Given request - How many lines of the listing below contain the word "track"? Reply with the number only.

Dataset -
◆ ◆ ◆ ◆ ◆ ◆ ◆

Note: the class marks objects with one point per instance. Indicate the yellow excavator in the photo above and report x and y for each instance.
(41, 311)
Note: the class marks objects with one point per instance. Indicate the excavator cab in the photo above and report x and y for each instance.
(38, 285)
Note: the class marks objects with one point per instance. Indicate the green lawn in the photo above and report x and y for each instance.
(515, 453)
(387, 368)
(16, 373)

◆ ◆ ◆ ◆ ◆ ◆ ◆

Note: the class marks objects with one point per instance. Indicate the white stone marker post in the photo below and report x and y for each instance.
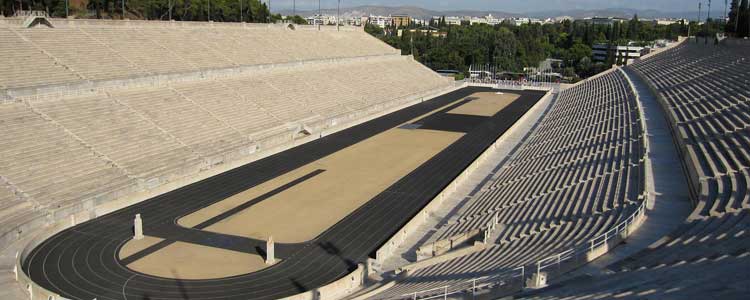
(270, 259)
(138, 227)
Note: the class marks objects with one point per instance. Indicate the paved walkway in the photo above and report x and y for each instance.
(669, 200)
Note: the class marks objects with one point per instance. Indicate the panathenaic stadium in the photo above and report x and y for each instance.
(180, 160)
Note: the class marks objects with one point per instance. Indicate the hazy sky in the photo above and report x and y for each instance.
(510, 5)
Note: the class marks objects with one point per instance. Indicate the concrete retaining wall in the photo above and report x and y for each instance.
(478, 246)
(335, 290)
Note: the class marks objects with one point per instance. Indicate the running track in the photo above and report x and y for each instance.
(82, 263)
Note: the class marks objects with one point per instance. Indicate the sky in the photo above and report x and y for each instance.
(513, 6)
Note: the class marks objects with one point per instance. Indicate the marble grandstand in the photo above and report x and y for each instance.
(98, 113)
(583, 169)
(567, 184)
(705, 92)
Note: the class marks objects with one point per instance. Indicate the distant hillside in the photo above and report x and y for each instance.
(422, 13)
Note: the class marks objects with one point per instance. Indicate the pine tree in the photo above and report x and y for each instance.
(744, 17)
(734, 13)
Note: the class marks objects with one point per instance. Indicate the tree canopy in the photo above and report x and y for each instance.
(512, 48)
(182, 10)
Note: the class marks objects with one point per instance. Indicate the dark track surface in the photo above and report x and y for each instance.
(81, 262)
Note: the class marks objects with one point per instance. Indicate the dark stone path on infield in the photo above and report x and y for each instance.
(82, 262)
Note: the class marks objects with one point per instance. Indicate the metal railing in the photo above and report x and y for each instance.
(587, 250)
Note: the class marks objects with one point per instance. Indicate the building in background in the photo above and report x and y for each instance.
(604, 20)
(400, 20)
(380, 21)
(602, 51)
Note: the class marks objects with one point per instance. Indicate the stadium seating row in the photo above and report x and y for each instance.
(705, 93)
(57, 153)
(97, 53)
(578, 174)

◆ ◆ ◆ ◆ ◆ ◆ ◆

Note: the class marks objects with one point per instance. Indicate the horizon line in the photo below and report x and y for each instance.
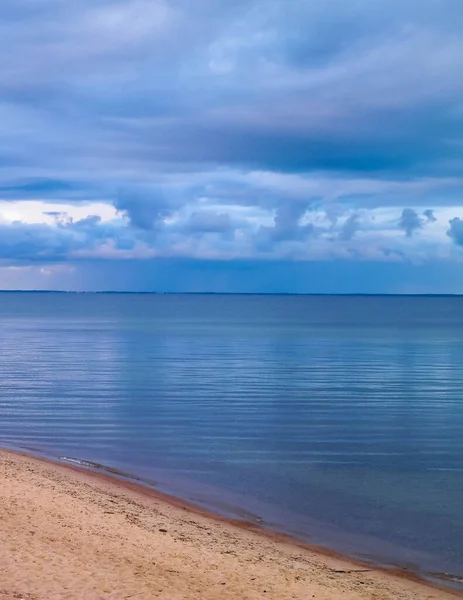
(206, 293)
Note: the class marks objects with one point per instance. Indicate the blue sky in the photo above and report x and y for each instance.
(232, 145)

◆ ◆ ◆ ◆ ◆ ◆ ◆

Reply - 2